**Task statement**
Reproduce the entries below with "green tree" replaced by "oak tree" and everything else unchanged, leaving the pictures out.

____________________

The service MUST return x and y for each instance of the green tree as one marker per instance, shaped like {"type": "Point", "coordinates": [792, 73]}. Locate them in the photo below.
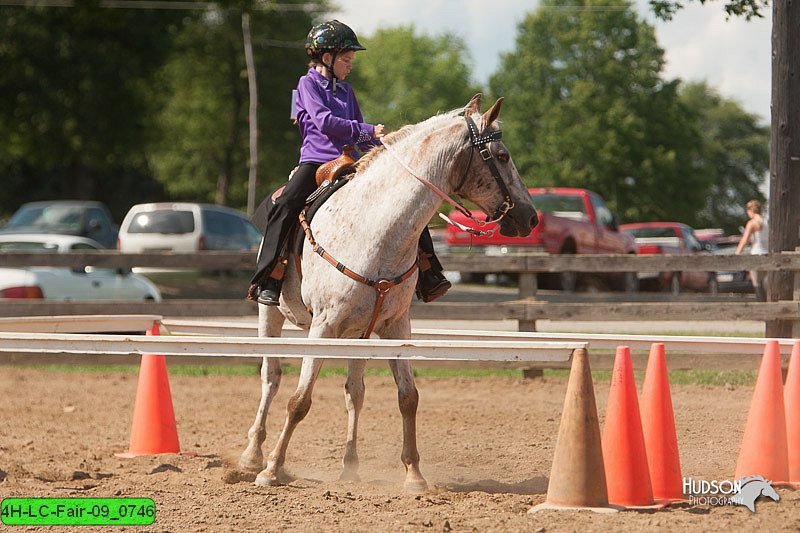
{"type": "Point", "coordinates": [404, 78]}
{"type": "Point", "coordinates": [748, 9]}
{"type": "Point", "coordinates": [734, 155]}
{"type": "Point", "coordinates": [75, 87]}
{"type": "Point", "coordinates": [588, 107]}
{"type": "Point", "coordinates": [202, 150]}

____________________

**Exercise solution**
The service MUST return x and y for each instance of the oak tree as one marker per instance, shaped like {"type": "Point", "coordinates": [792, 73]}. Locate them in the photo below.
{"type": "Point", "coordinates": [404, 78]}
{"type": "Point", "coordinates": [748, 9]}
{"type": "Point", "coordinates": [734, 155]}
{"type": "Point", "coordinates": [75, 87]}
{"type": "Point", "coordinates": [588, 107]}
{"type": "Point", "coordinates": [202, 150]}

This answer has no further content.